*What needs to be done*: Scan the material for the word "batting" and return every matching line.

### Data to process ###

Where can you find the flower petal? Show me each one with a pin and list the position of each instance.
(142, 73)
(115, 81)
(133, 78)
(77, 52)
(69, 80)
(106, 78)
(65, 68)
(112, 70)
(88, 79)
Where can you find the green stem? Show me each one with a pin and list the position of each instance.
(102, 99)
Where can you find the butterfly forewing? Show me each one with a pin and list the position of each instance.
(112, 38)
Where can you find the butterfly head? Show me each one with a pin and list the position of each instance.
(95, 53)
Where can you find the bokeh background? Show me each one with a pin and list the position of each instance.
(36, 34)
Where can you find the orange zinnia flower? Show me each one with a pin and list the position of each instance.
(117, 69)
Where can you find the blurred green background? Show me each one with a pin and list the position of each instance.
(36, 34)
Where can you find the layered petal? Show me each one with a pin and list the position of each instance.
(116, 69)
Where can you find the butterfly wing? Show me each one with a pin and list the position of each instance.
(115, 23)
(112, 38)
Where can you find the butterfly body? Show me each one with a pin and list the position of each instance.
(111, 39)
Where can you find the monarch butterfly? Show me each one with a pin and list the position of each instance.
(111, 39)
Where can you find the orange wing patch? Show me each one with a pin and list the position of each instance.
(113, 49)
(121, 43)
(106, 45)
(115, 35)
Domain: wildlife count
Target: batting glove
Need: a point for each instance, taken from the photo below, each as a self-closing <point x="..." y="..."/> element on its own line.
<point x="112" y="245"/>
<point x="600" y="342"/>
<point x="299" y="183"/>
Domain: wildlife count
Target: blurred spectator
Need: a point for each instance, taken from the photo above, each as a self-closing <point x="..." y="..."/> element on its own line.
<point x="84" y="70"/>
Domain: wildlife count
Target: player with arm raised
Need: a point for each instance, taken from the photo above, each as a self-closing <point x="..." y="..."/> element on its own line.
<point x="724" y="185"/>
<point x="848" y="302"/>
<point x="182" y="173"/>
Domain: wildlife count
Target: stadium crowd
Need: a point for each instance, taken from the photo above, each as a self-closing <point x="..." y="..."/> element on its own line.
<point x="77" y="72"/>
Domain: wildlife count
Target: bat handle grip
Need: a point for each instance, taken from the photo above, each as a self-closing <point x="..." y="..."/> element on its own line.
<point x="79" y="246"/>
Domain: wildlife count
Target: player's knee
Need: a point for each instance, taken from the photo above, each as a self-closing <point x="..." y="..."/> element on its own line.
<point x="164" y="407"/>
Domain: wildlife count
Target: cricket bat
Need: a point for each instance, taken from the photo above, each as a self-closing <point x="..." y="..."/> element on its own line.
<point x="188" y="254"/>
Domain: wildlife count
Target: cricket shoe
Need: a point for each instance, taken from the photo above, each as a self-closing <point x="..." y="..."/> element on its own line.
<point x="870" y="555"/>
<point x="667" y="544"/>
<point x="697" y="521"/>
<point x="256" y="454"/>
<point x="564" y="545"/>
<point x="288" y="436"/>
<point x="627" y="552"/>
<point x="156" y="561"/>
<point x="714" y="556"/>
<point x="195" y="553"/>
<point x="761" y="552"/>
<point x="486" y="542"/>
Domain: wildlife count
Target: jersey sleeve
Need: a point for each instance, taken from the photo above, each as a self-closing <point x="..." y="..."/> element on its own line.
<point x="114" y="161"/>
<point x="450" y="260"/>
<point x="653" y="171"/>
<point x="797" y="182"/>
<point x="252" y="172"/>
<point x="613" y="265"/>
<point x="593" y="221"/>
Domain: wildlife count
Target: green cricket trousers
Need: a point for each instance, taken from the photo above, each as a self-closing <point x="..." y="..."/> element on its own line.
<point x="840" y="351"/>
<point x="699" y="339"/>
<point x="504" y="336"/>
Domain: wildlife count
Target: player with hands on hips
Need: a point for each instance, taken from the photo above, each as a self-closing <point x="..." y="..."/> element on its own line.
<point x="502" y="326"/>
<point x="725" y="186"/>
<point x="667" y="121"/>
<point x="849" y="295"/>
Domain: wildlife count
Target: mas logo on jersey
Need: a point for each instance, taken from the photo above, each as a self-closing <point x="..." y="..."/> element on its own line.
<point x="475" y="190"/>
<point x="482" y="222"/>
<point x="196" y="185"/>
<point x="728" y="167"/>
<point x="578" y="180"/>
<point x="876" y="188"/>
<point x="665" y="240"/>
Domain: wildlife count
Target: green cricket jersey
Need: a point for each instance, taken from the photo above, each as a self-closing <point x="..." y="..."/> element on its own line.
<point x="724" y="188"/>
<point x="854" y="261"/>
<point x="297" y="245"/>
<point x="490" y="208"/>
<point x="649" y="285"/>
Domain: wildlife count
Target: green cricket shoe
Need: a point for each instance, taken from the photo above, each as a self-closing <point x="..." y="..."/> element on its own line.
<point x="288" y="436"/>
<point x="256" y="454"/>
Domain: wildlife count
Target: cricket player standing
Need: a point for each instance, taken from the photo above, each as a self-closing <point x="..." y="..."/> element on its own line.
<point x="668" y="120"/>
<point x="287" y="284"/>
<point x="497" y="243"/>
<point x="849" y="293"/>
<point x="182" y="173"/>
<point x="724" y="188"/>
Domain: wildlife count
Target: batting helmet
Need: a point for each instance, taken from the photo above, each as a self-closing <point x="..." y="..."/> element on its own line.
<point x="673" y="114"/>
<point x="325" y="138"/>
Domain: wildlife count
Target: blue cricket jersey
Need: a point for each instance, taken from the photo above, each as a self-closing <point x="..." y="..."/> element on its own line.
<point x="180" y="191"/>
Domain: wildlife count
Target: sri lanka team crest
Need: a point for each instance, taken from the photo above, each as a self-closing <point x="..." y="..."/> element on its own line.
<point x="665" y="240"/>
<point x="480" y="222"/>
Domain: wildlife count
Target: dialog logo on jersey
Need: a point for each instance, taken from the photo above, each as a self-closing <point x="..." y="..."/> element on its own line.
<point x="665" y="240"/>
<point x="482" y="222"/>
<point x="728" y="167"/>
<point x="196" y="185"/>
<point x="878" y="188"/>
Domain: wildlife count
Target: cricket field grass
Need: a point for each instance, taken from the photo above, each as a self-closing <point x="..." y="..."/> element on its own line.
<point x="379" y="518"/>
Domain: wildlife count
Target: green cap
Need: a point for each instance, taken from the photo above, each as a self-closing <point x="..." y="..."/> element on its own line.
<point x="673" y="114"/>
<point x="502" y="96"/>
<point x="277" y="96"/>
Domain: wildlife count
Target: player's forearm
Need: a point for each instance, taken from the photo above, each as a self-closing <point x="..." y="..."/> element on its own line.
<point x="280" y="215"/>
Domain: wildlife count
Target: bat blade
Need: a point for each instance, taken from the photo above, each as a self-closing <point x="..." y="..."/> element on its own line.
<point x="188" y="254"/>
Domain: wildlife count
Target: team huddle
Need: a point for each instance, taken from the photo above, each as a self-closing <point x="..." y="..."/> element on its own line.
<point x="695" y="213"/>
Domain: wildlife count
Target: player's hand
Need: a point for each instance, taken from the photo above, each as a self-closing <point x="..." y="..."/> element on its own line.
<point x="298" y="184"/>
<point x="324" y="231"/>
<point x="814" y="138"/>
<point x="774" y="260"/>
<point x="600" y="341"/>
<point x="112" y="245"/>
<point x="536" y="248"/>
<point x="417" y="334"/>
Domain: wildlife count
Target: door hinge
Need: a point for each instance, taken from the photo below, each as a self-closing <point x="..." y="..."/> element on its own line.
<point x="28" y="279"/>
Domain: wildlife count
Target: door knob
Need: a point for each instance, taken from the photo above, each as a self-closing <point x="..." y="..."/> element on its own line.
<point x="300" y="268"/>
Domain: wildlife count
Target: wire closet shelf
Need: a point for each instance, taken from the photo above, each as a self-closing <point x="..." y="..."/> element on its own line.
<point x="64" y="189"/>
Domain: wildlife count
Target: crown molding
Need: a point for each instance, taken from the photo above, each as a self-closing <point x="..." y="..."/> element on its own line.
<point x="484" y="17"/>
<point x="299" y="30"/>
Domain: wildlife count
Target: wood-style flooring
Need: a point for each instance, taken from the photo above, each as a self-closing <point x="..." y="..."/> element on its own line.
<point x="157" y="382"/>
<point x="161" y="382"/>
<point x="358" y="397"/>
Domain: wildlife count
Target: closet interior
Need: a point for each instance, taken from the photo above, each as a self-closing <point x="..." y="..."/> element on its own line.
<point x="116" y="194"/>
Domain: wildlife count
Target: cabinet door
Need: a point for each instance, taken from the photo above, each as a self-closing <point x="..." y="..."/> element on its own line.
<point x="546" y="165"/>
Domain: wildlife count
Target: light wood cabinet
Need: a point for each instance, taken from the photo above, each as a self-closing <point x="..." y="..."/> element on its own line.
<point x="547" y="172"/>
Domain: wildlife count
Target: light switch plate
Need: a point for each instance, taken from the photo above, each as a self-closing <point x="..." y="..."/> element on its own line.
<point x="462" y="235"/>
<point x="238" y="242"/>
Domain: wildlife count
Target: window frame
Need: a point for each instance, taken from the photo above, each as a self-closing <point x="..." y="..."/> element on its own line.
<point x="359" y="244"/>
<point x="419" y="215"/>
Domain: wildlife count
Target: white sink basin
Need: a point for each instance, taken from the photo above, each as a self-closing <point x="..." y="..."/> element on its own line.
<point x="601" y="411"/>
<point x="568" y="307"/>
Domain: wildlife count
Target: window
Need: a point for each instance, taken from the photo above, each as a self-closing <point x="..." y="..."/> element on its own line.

###

*The completed task*:
Target: batting glove
Target: batting helmet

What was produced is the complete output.